GIVEN EXERCISE –
Without the pictures, give the entries below again exactly as written.

— START DATASET ENTRIES —

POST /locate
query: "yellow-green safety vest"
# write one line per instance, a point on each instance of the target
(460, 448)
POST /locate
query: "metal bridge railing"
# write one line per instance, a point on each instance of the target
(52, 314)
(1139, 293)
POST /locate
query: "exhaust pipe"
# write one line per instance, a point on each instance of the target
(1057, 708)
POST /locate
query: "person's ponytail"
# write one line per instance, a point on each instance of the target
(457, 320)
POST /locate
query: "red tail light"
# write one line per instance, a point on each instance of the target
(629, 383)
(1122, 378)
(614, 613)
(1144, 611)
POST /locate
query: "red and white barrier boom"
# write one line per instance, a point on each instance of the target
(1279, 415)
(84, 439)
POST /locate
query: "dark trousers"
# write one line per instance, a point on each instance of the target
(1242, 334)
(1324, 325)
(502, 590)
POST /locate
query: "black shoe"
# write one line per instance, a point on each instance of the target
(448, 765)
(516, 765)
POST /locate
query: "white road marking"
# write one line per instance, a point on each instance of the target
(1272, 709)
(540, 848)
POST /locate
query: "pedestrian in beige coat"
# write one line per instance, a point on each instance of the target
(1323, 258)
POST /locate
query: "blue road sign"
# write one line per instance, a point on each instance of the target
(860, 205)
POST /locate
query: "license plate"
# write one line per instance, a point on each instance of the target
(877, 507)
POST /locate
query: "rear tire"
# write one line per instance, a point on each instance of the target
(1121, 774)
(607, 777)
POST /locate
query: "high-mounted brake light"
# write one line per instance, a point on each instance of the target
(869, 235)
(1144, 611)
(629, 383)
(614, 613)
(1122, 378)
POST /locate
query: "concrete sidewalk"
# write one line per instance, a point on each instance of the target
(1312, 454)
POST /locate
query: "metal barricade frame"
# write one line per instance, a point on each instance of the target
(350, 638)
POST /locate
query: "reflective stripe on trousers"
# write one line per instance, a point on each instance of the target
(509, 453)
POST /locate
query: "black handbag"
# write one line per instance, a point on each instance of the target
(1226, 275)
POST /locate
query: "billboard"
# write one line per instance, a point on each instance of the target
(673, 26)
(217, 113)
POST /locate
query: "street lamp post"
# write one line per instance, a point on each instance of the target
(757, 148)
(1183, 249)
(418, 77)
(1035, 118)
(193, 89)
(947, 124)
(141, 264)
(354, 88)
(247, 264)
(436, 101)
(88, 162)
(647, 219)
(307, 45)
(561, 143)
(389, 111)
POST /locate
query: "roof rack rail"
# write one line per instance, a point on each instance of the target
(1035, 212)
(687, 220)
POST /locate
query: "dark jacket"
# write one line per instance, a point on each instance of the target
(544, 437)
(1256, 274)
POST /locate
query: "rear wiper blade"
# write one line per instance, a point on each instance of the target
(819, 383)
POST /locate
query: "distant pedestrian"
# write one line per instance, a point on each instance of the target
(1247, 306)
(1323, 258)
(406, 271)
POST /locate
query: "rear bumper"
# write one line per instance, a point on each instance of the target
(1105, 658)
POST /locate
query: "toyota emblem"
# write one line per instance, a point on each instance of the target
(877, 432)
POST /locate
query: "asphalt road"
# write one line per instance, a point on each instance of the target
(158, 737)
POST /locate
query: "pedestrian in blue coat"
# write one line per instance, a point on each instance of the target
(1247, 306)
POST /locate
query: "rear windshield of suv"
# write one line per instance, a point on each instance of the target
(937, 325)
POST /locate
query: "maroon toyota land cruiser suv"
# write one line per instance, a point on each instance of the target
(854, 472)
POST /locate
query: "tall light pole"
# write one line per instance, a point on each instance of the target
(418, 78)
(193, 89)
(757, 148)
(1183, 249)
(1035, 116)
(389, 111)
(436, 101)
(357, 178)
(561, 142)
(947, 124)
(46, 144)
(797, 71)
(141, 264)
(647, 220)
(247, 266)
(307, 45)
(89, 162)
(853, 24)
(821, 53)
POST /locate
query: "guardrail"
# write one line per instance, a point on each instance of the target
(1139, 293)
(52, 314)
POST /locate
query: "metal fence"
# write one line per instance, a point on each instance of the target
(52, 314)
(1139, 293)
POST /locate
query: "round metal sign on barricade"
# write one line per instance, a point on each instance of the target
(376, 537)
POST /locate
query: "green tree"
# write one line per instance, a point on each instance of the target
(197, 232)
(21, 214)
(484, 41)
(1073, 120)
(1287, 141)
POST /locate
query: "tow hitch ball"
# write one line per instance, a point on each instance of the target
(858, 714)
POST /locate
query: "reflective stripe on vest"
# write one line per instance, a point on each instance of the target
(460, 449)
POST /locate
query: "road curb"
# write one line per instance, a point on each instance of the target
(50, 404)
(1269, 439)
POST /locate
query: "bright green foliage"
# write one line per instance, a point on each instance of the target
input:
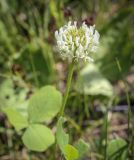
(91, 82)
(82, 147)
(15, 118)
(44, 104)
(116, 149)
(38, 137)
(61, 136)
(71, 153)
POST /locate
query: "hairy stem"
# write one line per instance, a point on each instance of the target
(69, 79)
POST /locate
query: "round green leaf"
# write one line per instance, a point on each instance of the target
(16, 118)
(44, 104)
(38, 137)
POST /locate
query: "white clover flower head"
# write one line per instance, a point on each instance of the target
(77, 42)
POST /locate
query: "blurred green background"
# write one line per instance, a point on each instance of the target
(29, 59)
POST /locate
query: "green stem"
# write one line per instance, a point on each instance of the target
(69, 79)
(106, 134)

— END DATASET ENTRIES —

FINAL RESULT –
POST /locate
query: "yellow-green safety vest"
# write one line per instance, a point on each instance of the target
(460, 448)
POST /locate
query: "metal bridge railing"
# write one line per instance, a point on each instance of the target
(52, 314)
(1139, 293)
POST /locate
query: "exhaust pipe"
# write one line per instance, a point on each instance of the target
(1057, 708)
POST /locate
query: "person's ponytail"
# write one line per instance, a point on each instance of the target
(457, 320)
POST /locate
query: "red tail light"
# write one line per instance, a point on each instance of the target
(629, 383)
(1122, 378)
(614, 613)
(1144, 611)
POST /locate
query: "red and white barrier boom"
# write one line per instance, a point on each instance of the target
(1279, 415)
(84, 439)
POST /locate
query: "dark trousers"
# write one line per instance, a point on each instance of the target
(1242, 334)
(1324, 325)
(502, 590)
POST /locate
query: "black shoe"
# write one line per instance, a point on each instance of the target
(448, 765)
(516, 765)
POST /locate
query: "white road marking"
# write one line per instance, a point on each instance of the target
(1272, 709)
(540, 848)
POST /locate
query: "pedestrian in beige coat"
# write one line per instance, a point on each instance of the target
(1323, 258)
POST /locate
query: "blue road sign"
# write one line per instance, a point on each instance of the target
(860, 205)
POST /locate
query: "license plate"
# write one line per instance, a point on each instance of the target
(877, 507)
POST /locate
query: "rear tire"
# write one line per instance, a point on each instance of the target
(1121, 774)
(607, 777)
POST /locate
query: "high-mounted brake light"
# write one line per instance, a point on each instance of the target
(869, 235)
(1144, 611)
(629, 383)
(614, 613)
(1122, 378)
POST /locate
query: "concrete sidewalk"
# write one line per instance, a point on each instance of the target
(1312, 454)
POST /locate
query: "metal barricade frame"
# write one line per instance, a point on each instance of the target
(350, 638)
POST /locate
query: "reflective stripe on trousers"
# write one line per instance, a point on each instance of the target
(509, 453)
POST /locate
query: "black handbag"
# write one line per instance, a point on each instance of the target
(1226, 275)
POST /locate
query: "billboard"
# write one line per instance, a point on each instance of the target
(673, 26)
(217, 113)
POST /locate
query: "street lamp post"
# write one line per instance, a point on each instance of the target
(757, 148)
(1183, 249)
(418, 77)
(1035, 118)
(193, 89)
(947, 124)
(141, 264)
(354, 88)
(247, 264)
(436, 101)
(88, 162)
(647, 219)
(307, 45)
(561, 143)
(389, 111)
POST /locate
query: "roof rack rail"
# write one line per instance, a point on each instance of the target
(1035, 212)
(687, 220)
POST /locate
query: "dark jacket"
# write one line per instance, a point on each instance of the target
(544, 437)
(1256, 274)
POST /locate
query: "rear wiper blade"
# write one line per instance, a point on each instance of the target
(819, 383)
POST /locate
query: "distant pedestrian"
# write one line per instance, a point on each instance of the target
(1247, 306)
(1323, 258)
(406, 271)
POST /locate
query: "rear bumper"
# write one line per instance, a point on each instance of the target
(1105, 658)
POST /locate
query: "toyota emblem"
# write one line per instance, a point on each instance of the target
(877, 432)
POST /locate
query: "asphalt road"
# write one line per instance, a point on each instance of the target
(158, 737)
POST /locate
query: "pedestrian in blue coat"
# write one line per instance, a point on each instance of the target
(1247, 306)
POST /locate
query: "rear windshield of suv"
# write one line per instance, a point on each instance of the target
(937, 325)
POST /locate
query: "maroon toyota land cruiser suv"
# write one line per instance, a point on each instance of the target
(854, 472)
POST /locate
query: "tall light pole"
# write one line per instance, a point on each instance of the target
(418, 78)
(193, 89)
(757, 148)
(1183, 249)
(1035, 116)
(389, 111)
(436, 101)
(357, 178)
(561, 142)
(947, 124)
(46, 144)
(797, 71)
(141, 264)
(647, 220)
(247, 266)
(307, 45)
(89, 162)
(853, 24)
(821, 53)
POST /locate
query: "guardrail"
# write one line per instance, a point on each instance of the target
(1139, 293)
(52, 314)
POST /locate
query: "metal fence"
# write one line per instance, a point on each instance of the target
(52, 314)
(1139, 293)
POST /locate
query: "round metal sign on barricade"
# write one line per instance, a point on each instance of the target
(376, 537)
POST /locate
query: "green tree"
# write one line per instance, a point on each instance of the target
(197, 232)
(21, 214)
(484, 41)
(1073, 120)
(1287, 141)
POST /locate
query: "tow hitch ball"
# write one line per instance, a point on each instance of the target
(858, 714)
POST /locate
query: "reflective stripe on vest"
# write one line per instance, a point on each instance of the target
(460, 449)
POST /locate
query: "road curb"
# write one line per instance, a point on each instance of the target
(50, 404)
(1269, 439)
POST /locate
query: "bright green foliage"
# write one line per instance, a point on each instance of the target
input:
(91, 82)
(82, 147)
(15, 118)
(44, 104)
(116, 149)
(38, 137)
(61, 136)
(71, 153)
POST /locate
query: "hairy stem"
# write one line per instance, a point on each instance of the target
(69, 79)
POST /locate
query: "round green leaf"
# write one line per instance, a point on each instance of the target
(16, 118)
(44, 104)
(38, 137)
POST /locate
query: "white clover flower head"
# write one line per instance, a point on each instance of the target
(77, 42)
POST /locate
query: "blurred green background"
# write one line per instance, a point on each instance of the target
(29, 59)
POST /locate
query: "green stem"
# write one line per instance, a point on each instance of the target
(69, 79)
(106, 134)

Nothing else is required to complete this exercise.